→ WORK TO DO
Copy the data word for word, starting at its first line and ending with the line that contains "0,316 -> 369,489", with both ends included. Leave the pictures out of your copy.

start RECORDED INFORMATION

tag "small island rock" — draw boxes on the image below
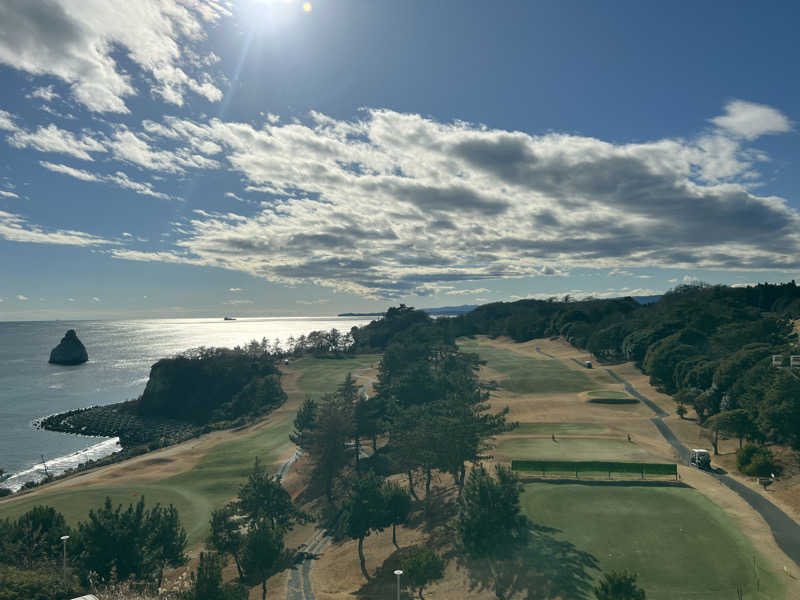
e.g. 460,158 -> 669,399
50,329 -> 89,365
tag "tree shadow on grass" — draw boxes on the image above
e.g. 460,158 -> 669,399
458,525 -> 599,600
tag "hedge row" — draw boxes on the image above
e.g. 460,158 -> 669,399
511,460 -> 678,479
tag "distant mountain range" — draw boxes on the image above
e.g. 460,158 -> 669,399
337,294 -> 661,317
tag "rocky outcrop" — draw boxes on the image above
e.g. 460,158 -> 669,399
50,329 -> 89,365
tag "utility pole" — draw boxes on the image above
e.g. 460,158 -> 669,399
61,535 -> 69,579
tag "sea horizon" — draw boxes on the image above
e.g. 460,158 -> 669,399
0,316 -> 369,489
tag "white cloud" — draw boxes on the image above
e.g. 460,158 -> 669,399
108,127 -> 219,173
0,210 -> 113,246
0,109 -> 19,131
0,0 -> 230,113
39,160 -> 170,200
608,269 -> 633,277
445,288 -> 489,296
25,85 -> 60,102
8,124 -> 106,160
39,160 -> 103,181
711,100 -> 792,140
104,105 -> 800,298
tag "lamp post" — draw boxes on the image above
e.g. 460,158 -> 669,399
61,535 -> 69,579
394,569 -> 403,600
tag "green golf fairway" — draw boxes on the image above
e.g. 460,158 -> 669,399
459,340 -> 613,394
497,435 -> 653,461
522,483 -> 783,600
510,422 -> 606,435
291,354 -> 381,398
588,390 -> 628,398
0,356 -> 377,547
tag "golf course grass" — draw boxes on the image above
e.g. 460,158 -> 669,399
511,422 -> 606,435
587,390 -> 630,398
497,436 -> 652,461
459,340 -> 613,394
522,483 -> 784,600
0,356 -> 376,547
291,354 -> 381,398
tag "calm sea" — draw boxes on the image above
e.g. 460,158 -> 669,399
0,317 -> 368,488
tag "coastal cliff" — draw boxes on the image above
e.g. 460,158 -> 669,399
49,329 -> 89,365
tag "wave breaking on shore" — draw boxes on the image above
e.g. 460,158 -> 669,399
0,437 -> 122,492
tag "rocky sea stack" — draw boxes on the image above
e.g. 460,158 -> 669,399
50,329 -> 89,365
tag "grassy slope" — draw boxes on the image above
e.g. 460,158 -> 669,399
292,354 -> 380,397
462,340 -> 784,600
522,483 -> 783,600
459,340 -> 614,394
0,356 -> 376,546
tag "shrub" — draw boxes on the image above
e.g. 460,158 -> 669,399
594,571 -> 646,600
736,444 -> 781,477
0,565 -> 83,600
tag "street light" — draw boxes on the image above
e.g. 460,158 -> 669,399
394,569 -> 403,600
61,535 -> 69,579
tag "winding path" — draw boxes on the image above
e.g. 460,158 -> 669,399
606,369 -> 800,566
286,369 -> 375,600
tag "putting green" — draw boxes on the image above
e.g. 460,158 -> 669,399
0,356 -> 366,547
511,422 -> 606,435
497,432 -> 653,460
459,340 -> 613,394
522,483 -> 784,600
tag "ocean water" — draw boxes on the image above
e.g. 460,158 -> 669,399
0,317 -> 369,489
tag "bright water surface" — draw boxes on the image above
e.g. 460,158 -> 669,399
0,317 -> 368,488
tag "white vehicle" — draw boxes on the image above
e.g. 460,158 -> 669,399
689,448 -> 711,471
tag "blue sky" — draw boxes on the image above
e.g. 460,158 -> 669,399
0,0 -> 800,320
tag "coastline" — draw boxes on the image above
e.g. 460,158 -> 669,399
0,436 -> 124,494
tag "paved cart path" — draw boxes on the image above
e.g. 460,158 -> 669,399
606,369 -> 800,566
286,370 -> 375,600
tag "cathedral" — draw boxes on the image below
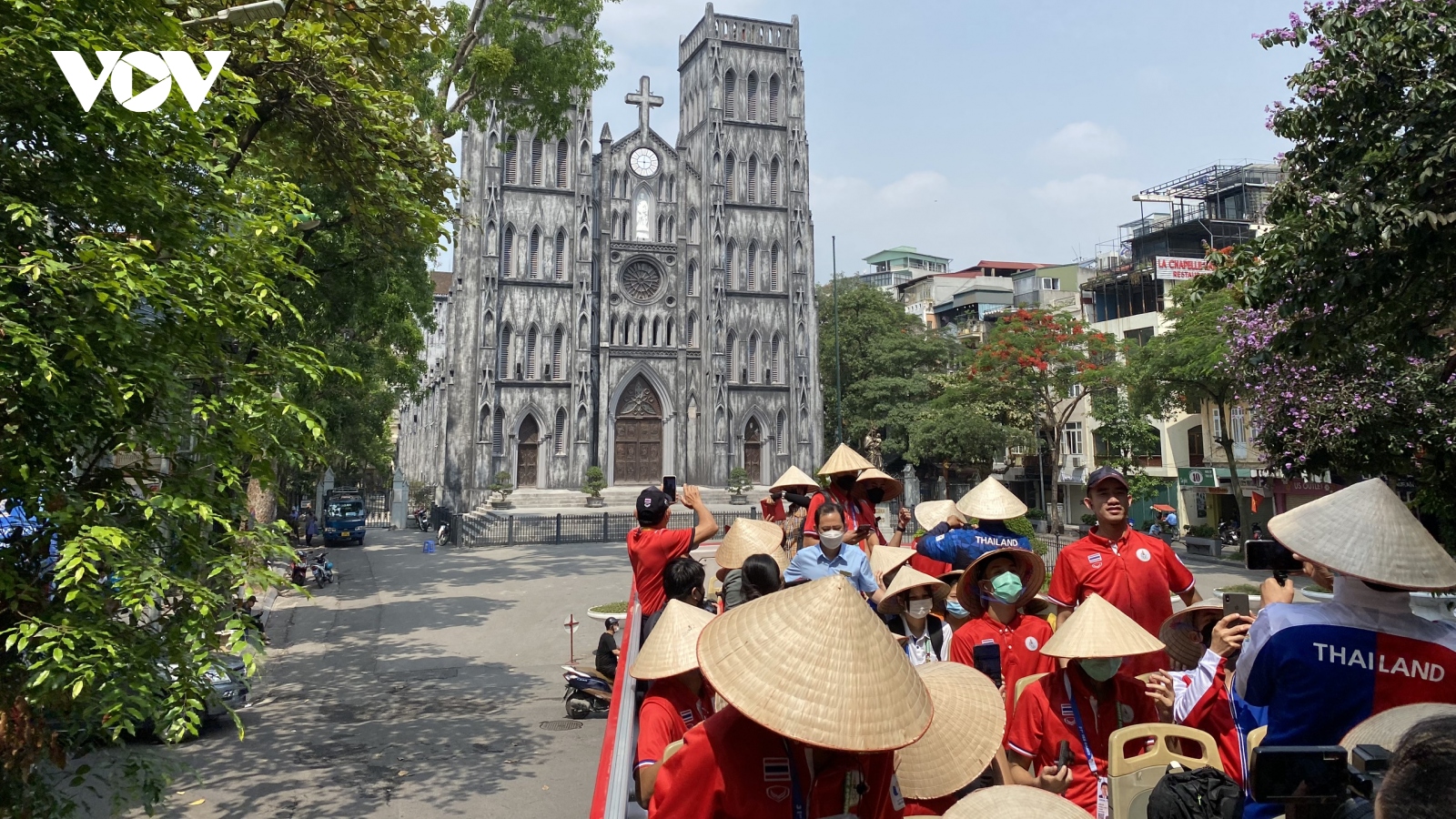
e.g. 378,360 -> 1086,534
398,3 -> 823,510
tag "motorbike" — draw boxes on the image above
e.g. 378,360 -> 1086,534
308,552 -> 333,589
561,666 -> 612,720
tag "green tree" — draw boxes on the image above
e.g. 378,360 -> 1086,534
1126,286 -> 1254,541
1206,0 -> 1456,543
970,309 -> 1117,532
817,281 -> 958,462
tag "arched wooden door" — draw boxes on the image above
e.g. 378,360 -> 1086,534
515,415 -> 541,487
743,419 -> 763,484
612,376 -> 662,484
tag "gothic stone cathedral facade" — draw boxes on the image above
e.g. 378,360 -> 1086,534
399,5 -> 823,509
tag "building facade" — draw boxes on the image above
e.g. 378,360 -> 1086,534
399,5 -> 823,509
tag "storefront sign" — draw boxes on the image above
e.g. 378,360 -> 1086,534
1153,257 -> 1213,281
1178,466 -> 1218,490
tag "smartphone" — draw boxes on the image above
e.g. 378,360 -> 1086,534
1249,744 -> 1350,804
1223,592 -> 1249,616
1243,541 -> 1305,571
971,642 -> 1002,685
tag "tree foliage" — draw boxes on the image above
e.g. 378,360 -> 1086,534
1207,0 -> 1456,542
970,309 -> 1117,532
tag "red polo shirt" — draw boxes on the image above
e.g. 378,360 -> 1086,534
951,612 -> 1057,722
1006,669 -> 1158,816
1046,528 -> 1194,676
636,676 -> 713,768
628,528 -> 693,618
648,705 -> 905,819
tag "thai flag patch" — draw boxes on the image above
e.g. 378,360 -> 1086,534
763,756 -> 791,783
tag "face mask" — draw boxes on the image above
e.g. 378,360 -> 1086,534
1077,657 -> 1123,682
992,571 -> 1024,603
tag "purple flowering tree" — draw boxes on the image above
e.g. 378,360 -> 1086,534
1201,0 -> 1456,545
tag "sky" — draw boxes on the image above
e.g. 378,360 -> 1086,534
592,0 -> 1309,279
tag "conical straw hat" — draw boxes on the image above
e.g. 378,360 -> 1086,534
1269,478 -> 1456,591
1158,601 -> 1223,672
875,565 -> 951,615
956,478 -> 1026,521
820,443 -> 874,475
713,518 -> 784,569
956,548 -> 1046,616
769,466 -> 820,495
631,601 -> 713,679
869,547 -> 915,573
697,574 -> 932,752
895,663 -> 1006,799
945,785 -> 1087,819
854,466 -> 905,501
1042,593 -> 1163,660
1340,703 -> 1456,755
915,500 -> 959,532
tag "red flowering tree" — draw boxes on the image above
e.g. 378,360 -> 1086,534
970,309 -> 1117,532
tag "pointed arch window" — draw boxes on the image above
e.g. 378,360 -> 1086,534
504,140 -> 521,185
526,325 -> 536,380
546,325 -> 566,380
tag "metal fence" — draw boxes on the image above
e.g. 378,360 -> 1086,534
454,507 -> 759,547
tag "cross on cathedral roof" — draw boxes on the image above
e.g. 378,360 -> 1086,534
628,75 -> 662,137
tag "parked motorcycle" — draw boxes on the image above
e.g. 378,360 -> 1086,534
561,666 -> 612,720
308,552 -> 333,589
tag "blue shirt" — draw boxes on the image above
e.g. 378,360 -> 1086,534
915,521 -> 1031,569
784,545 -> 879,594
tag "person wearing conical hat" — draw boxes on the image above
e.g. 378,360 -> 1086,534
1046,466 -> 1203,676
951,550 -> 1057,717
1006,594 -> 1163,817
651,576 -> 934,819
876,565 -> 952,666
804,443 -> 874,548
1158,601 -> 1269,787
915,478 -> 1031,569
629,601 -> 713,807
1235,478 -> 1456,744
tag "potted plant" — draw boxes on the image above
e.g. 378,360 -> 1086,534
486,470 -> 515,509
728,466 -> 753,506
1184,523 -> 1223,557
581,466 -> 607,509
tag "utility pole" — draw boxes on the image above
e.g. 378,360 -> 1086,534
828,236 -> 844,446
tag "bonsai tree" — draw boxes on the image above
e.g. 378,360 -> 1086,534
728,466 -> 753,495
581,466 -> 607,497
486,470 -> 515,502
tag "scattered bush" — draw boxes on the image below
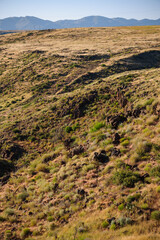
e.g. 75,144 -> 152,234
17,191 -> 29,201
20,228 -> 31,239
156,186 -> 160,193
4,230 -> 12,240
150,166 -> 160,177
118,203 -> 124,211
151,211 -> 160,221
65,126 -> 72,133
36,163 -> 48,172
91,122 -> 105,132
113,170 -> 140,188
102,221 -> 109,228
5,208 -> 15,216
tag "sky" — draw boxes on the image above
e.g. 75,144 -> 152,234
0,0 -> 160,21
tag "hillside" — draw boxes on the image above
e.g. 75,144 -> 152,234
0,26 -> 160,240
0,16 -> 160,31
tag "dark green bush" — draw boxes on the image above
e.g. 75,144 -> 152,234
113,170 -> 140,188
150,166 -> 160,177
17,191 -> 29,201
127,193 -> 141,203
151,211 -> 160,221
20,228 -> 31,239
65,126 -> 72,133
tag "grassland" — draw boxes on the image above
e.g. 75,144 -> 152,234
0,26 -> 160,240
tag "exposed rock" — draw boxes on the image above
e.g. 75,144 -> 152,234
93,150 -> 109,163
0,160 -> 14,178
0,174 -> 10,186
1,143 -> 25,161
107,114 -> 127,129
113,133 -> 121,145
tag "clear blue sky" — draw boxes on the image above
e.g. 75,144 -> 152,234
0,0 -> 160,21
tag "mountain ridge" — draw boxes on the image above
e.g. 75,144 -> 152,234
0,16 -> 160,31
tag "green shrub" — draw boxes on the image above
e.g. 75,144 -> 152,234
141,203 -> 149,210
136,141 -> 152,156
17,191 -> 29,201
127,193 -> 141,203
4,230 -> 12,240
91,122 -> 105,132
0,216 -> 6,222
110,223 -> 116,230
116,217 -> 132,227
50,223 -> 57,231
65,126 -> 72,133
118,203 -> 124,211
102,221 -> 109,228
36,163 -> 48,172
156,186 -> 160,193
121,139 -> 129,147
20,228 -> 31,239
47,216 -> 53,222
150,166 -> 160,177
113,170 -> 140,188
5,208 -> 15,216
151,211 -> 160,221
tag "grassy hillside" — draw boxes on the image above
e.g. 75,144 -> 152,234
0,26 -> 160,240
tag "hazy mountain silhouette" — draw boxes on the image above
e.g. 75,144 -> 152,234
0,16 -> 160,31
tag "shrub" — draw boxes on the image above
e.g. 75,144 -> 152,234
110,223 -> 116,230
91,122 -> 105,132
36,163 -> 48,172
121,139 -> 129,147
150,166 -> 160,177
17,191 -> 29,201
117,217 -> 132,227
113,170 -> 140,188
102,221 -> 109,228
50,223 -> 57,231
20,228 -> 31,239
127,193 -> 141,203
156,186 -> 160,193
118,203 -> 124,211
0,216 -> 6,222
141,203 -> 149,210
47,216 -> 53,222
136,141 -> 152,156
151,211 -> 160,221
5,208 -> 15,216
5,230 -> 12,240
144,98 -> 154,106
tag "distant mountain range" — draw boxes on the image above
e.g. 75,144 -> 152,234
0,16 -> 160,31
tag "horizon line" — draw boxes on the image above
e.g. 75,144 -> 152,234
0,15 -> 160,22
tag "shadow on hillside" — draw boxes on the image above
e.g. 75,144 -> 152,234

end RECORDED INFORMATION

→ OUTPUT FOR THIS EXERCISE
tag "small island rock" — draw boxes on the image below
e.g. 460,158 -> 669,399
50,329 -> 89,365
tag "tree shadow on grass" — draw boxes on the image above
e.g. 460,158 -> 669,399
458,525 -> 599,600
tag "hedge row" — draw boxes on the image above
e.g. 460,158 -> 669,399
511,460 -> 678,479
tag "distant mountain range" — draw boxes on the image above
e.g. 460,158 -> 669,399
337,294 -> 661,317
tag "rocky outcrop" — draw boxes on the image above
e.g. 460,158 -> 669,399
50,329 -> 89,365
tag "utility pole" — draw boxes on the image above
e.g. 460,158 -> 669,399
61,535 -> 69,579
tag "sea horizon" — draw boxes on the image above
e.g. 460,158 -> 669,399
0,316 -> 369,489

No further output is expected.